---------- The input

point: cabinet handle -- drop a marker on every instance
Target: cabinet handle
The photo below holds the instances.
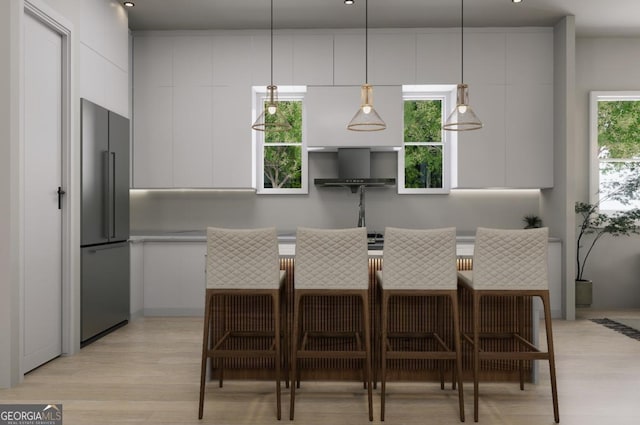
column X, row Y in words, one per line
column 60, row 192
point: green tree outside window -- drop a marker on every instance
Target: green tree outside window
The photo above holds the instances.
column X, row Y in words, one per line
column 283, row 150
column 423, row 149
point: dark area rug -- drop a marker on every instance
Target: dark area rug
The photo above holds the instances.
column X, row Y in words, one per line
column 619, row 327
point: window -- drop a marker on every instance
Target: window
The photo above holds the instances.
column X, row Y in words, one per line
column 282, row 155
column 615, row 146
column 424, row 160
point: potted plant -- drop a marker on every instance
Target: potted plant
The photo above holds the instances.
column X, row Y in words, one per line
column 596, row 224
column 532, row 221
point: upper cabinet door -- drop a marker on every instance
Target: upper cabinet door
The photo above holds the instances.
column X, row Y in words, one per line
column 260, row 55
column 438, row 57
column 232, row 63
column 392, row 58
column 192, row 65
column 484, row 57
column 329, row 110
column 348, row 63
column 313, row 59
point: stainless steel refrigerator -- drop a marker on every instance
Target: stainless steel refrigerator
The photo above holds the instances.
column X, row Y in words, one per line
column 105, row 221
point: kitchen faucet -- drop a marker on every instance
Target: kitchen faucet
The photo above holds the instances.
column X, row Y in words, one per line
column 361, row 222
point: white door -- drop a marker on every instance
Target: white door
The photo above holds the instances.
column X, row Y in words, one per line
column 42, row 177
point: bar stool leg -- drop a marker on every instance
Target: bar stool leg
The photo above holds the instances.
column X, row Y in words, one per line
column 458, row 347
column 277, row 357
column 294, row 353
column 367, row 338
column 552, row 362
column 521, row 321
column 476, row 352
column 383, row 352
column 205, row 345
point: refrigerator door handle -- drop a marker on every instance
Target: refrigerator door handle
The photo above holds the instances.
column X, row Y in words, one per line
column 98, row 248
column 112, row 195
column 106, row 202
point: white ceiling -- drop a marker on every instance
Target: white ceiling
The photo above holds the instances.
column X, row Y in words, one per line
column 593, row 17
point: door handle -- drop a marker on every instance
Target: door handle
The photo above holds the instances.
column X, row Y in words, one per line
column 60, row 192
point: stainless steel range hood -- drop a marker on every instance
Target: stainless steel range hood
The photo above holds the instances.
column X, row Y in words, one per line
column 354, row 170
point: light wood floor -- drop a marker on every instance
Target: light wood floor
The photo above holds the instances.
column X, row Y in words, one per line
column 148, row 373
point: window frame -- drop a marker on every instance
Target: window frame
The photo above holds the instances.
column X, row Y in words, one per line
column 446, row 94
column 295, row 93
column 594, row 160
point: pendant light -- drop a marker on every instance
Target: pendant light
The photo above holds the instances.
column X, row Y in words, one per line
column 462, row 118
column 366, row 119
column 271, row 118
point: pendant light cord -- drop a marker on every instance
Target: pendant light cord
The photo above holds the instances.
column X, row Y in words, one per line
column 366, row 42
column 462, row 41
column 271, row 42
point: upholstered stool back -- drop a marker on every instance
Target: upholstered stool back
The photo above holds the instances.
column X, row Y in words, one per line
column 242, row 258
column 506, row 259
column 419, row 259
column 331, row 259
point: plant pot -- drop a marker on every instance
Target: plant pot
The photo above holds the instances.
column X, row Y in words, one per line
column 584, row 293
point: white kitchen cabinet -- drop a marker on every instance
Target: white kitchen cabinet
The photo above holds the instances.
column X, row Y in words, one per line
column 153, row 61
column 190, row 132
column 136, row 269
column 174, row 278
column 348, row 59
column 438, row 58
column 481, row 153
column 261, row 59
column 152, row 137
column 333, row 107
column 192, row 137
column 529, row 136
column 232, row 63
column 313, row 59
column 484, row 57
column 192, row 61
column 232, row 147
column 529, row 57
column 392, row 58
column 511, row 90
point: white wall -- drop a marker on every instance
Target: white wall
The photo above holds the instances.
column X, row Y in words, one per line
column 9, row 367
column 332, row 207
column 101, row 37
column 557, row 203
column 606, row 64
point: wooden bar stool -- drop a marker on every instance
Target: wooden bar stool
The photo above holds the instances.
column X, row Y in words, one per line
column 242, row 263
column 420, row 264
column 331, row 263
column 509, row 263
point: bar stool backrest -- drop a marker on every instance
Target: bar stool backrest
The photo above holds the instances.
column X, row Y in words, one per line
column 505, row 259
column 331, row 259
column 419, row 258
column 242, row 258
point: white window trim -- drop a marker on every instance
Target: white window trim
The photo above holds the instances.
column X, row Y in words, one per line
column 446, row 94
column 284, row 93
column 594, row 161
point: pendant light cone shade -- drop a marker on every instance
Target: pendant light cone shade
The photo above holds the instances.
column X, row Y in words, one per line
column 271, row 118
column 366, row 118
column 462, row 118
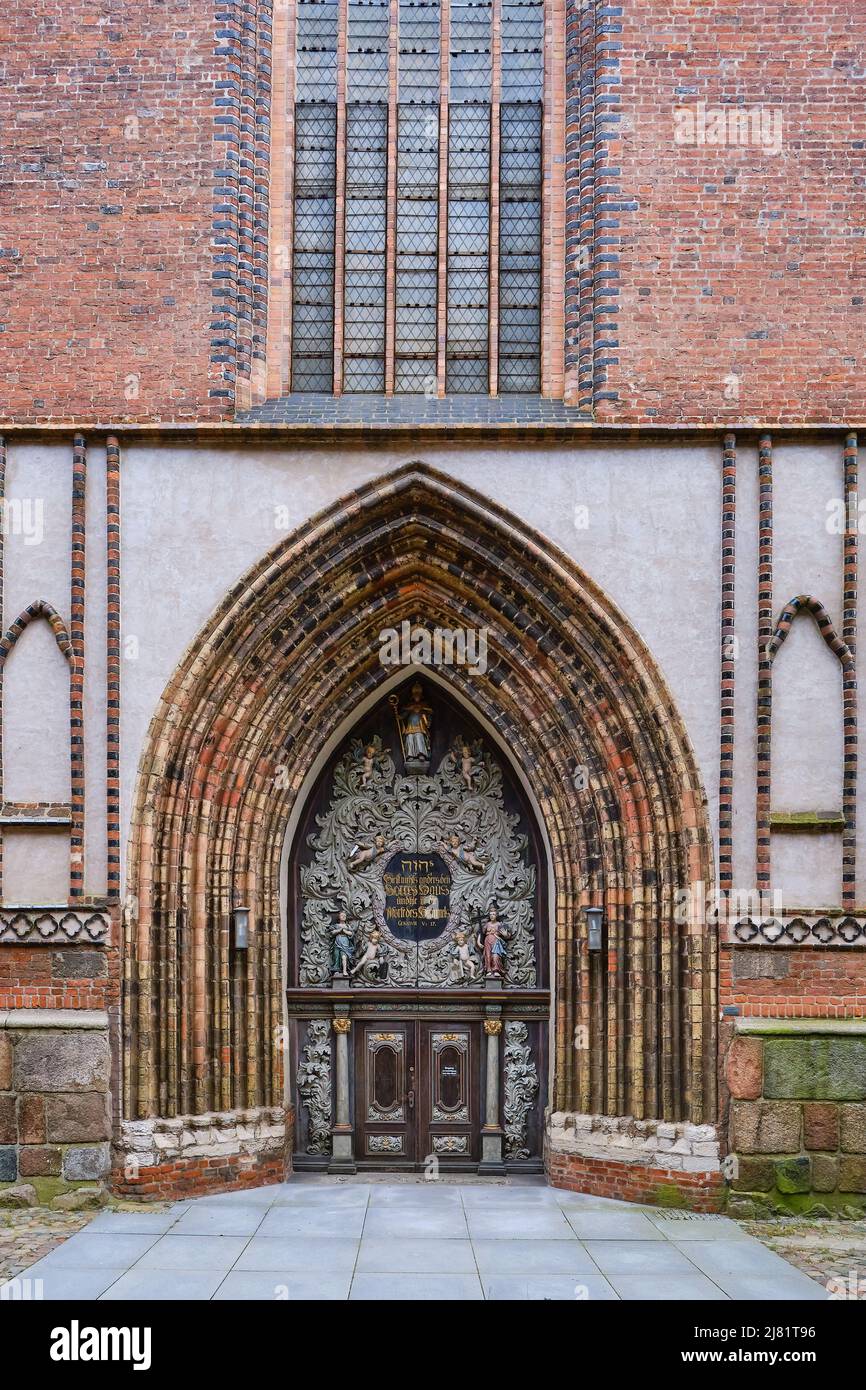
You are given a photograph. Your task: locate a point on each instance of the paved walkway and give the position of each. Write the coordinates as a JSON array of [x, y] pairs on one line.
[[384, 1240]]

--------------------

[Directions] Report each line in the data above that holds the word "pendant" by copying it.

[Response to this task]
point: pendant light -- drop a marker on every instance
Target: pendant light
point: pendant light cord -- drop a marker on every instance
Target: pendant light cord
point: pendant light cone shade -- drop a marker on every instance
Target: pendant light cone shade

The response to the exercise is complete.